Selected passage Block Start
I am afraid of being angry with God, though I often am. Afraid that my anger will require some harsh, predicated punishment that He, impersonally, will be obligated to deliver. Last night I realized that some unknown someone had taken advantage of me, had taken something that I desperately needed - something that I had worked hard to secure for myself - and would not be returning it. I, of course, went immediately to God in order to direct my fury as He is obviously the one in control of things that I desperately need - this implying that I am in control of everything else - this implying that I should only really recognize Him in the extremes, in the tails of my logical, bell-curve existence - this implying that only injustice or extra-justice should be attributed to God - this implying that God is more mysterious than science has previous proven - this implying that He is not trustworthy as to matters of certainty - this implying that there is an incomprehensible system of divine justice which, as it cannot be predicted, can only be feared - this implying that God, be He personal or impersonal, only allocates mercy to those righteous souls who would never, as a consequence of their saintly nature, be angry with Him - this implying that I should never feel anger in any circumstance due to its high consequences, namely damnation - this implying that my current anger with God would disqualify me from other things that I desperately need - this generating an intense emotional conflict in which I was furious that my Father should deny me my allowance and simultaneously terrified that my reaction would deny me further allowances (these allowances, by the way, already causing enough terror in the clearly unmerited nature of their irregularly), not to mention my worries of divine inflation and pay cuts due to past overdrafts.
Selected passage Block End
• **Problems to solve**
1. Answer these about the passage on anger with God:
(a) What does the writer fear anger with God will require Him to deliver?
(b) What does the writer say someone took last night?
(c) What two worries does the writer mention at the very end?
2. List every term from the language of money or pay in the last sentence of the passage on anger with God, starting at "this generating an intense emotional conflict."
3. Please carry the passage on anger with God forward, starting right after its last sentence.
The material that comes next has no part in this work.
Data segment Block Start
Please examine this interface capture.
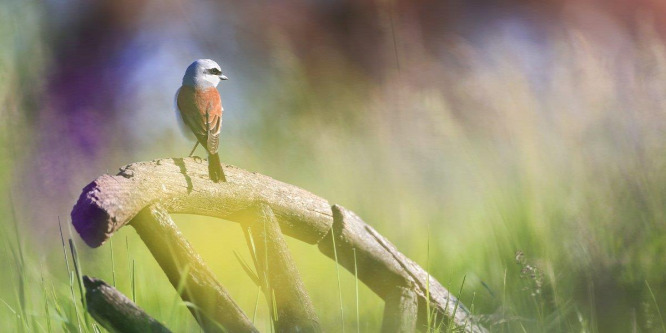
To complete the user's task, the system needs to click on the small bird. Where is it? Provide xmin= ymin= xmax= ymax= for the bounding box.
xmin=176 ymin=59 xmax=228 ymax=183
Data segment Block End
• **Results of the exercise**
1.
(a) Some harsh, predicated punishment that He, impersonally, will be obligated to deliver.
(b) Something the writer desperately needed and had worked hard to secure, which would not be returned.
(c) Divine inflation and pay cuts due to past overdrafts.

2.
- allowance (also "allowances")
- divine inflation
- pay cuts
- past overdrafts

3.
Of course, none of this was able to recant the fact that I was, at that time, angry; the emotion (most illogically) being produced without written consent. It was preposterous - why would God, knowing that I would become angry and that being angry would force Him to punish me, put me in such a situation in the first place? He was testing you, you may say, to see if you would actually get angry. Well, that may be true; kinda makes me feel like a lab rat though. But maybe I am, maybe we all are; makes we wonder what kind of drug God is trying to get through the FDA - maybe He's trying to cure humanity.
And as a corollary, it can be a fascinating exercise trying to be angry with God, like a child making fretful splashes in the midst of a giant, calming sea. I was there last night - trying to grab hold of some minor injustice and fuel it with increasingly irrational outbursts, crouching stubbornly over the dying flame trying to hide it from the sweet, soothing rain. Frantic, I was frustrated by my empty attempts at genuine frustration, each passing minute solidifying the superfluous temporality of what I wanted so badly to hate. How many years have I spent so occupied - holding onto a feeling of which the source is long forgotten, or long exaggerated, or long disassociated somehow with the pain I have thought justified in carrying? How long have I sought dark corners where I thought I could escape the cleansing influence of time, only to find out that such corners only exist in my mind; in the solitary caves of self-willed, self-fueled deception? Where is my allowance?
Sometimes I wonder so intensely as to how God looks at me. Is that what this fear comes down to? Do the unknowns of my relationship with Him leave room for doubt? Of course they do.
Sometimes my prayers feel more sincere when they are illogical; honest; human.
In the movie Howl's Moving Castle, the main character is a young woman who is cursed to look like a very old woman by a witch. Sophie subsequently meets a wizard - Howl - and tries to help him deal with his own demons (pun intended, guess you'll have to see the movie to get it). Sophie falls in love with Howl, and though she doesn't realize it, each time she expresses her love for him, she turns young again; she becomes herself again. I think Hayao Miyazaki may just be a genius.
What do I fear that makes me so angry with God? The unknown, perhaps? Pain, unpleasantness, rejection? All possibilities along the horizon and ones that, ironically, our fear cannot partial out of our lives, although heaven knows we spend lifetimes trying to convince ourselves it can. I think sometimes I look at salvation like an electricity bill: I can't afford to get angry.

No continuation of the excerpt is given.